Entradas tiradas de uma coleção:

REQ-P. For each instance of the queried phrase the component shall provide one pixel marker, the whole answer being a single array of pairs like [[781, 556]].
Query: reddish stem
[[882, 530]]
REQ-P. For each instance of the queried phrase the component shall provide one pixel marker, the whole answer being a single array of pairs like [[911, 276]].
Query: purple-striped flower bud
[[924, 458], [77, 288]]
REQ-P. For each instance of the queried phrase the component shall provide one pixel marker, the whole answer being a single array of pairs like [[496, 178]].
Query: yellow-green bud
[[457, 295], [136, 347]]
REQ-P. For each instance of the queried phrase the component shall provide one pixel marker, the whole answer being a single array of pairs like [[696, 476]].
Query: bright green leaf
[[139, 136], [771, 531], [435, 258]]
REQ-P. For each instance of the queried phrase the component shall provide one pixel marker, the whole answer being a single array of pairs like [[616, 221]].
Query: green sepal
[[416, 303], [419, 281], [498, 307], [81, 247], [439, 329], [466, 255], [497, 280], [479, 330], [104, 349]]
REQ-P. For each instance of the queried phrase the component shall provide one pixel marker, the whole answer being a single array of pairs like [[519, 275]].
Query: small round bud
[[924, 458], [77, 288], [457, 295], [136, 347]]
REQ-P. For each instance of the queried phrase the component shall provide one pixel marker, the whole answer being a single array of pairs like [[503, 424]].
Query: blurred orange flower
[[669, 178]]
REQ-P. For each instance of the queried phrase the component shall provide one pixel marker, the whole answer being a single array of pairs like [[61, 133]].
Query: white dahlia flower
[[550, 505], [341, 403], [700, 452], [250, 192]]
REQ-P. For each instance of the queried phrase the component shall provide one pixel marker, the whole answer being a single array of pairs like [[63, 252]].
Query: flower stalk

O QUE FAZER:
Reproduza todo o material acima, linha por linha, sem mudar nada.

SOLUÇÃO ABAIXO:
REQ-P. For each instance of the queried phrase the component shall provide one pixel marker, the whole answer being a single array of pairs like [[781, 556]].
Query: reddish stem
[[882, 530]]
REQ-P. For each instance of the queried phrase the component shall provide one pixel marker, the whole answer being a single array of pairs like [[911, 276]].
Query: purple-striped flower bud
[[924, 458], [77, 288]]
REQ-P. For each instance of the queried phrase the component shall provide one pixel marker, the whole answer being a single array of pairs like [[496, 178]].
Query: yellow-green bud
[[457, 295], [136, 347]]
REQ-P. For each instance of the queried phrase the component shall provide one pixel marker, the whole answer being a single array of pairs like [[696, 476]].
Query: bright green leaf
[[139, 136], [771, 531], [435, 258]]
REQ-P. For each instance of the queried phrase the component shall provide one pixel marker, the whole answer being a single array of pairs like [[616, 221]].
Query: green sepal
[[416, 303], [419, 281], [498, 307], [81, 247], [439, 329], [466, 255], [497, 280], [479, 330], [104, 349]]
REQ-P. For each instance of the queried phrase the component shall provide one pixel marker, the whole answer being a single array of pairs like [[519, 275]].
Query: small round bud
[[924, 458], [77, 288], [457, 295], [136, 347]]
REQ-P. For each instance of the queried phrase the component shall provide one pixel marker, the whole answer being a single array of pairs like [[503, 424]].
Query: blurred orange flower
[[669, 178]]
REQ-P. For each instance of the queried phrase the component shall provide one pixel marker, the whole answer being a single array of pairs like [[61, 133]].
Query: white dahlia flower
[[550, 505], [341, 403], [700, 452], [250, 192]]
REQ-P. For each instance of the queried phrase the component shall provide one pixel marker, the whole answer being a single array of pairs like [[63, 252]].
Query: flower stalk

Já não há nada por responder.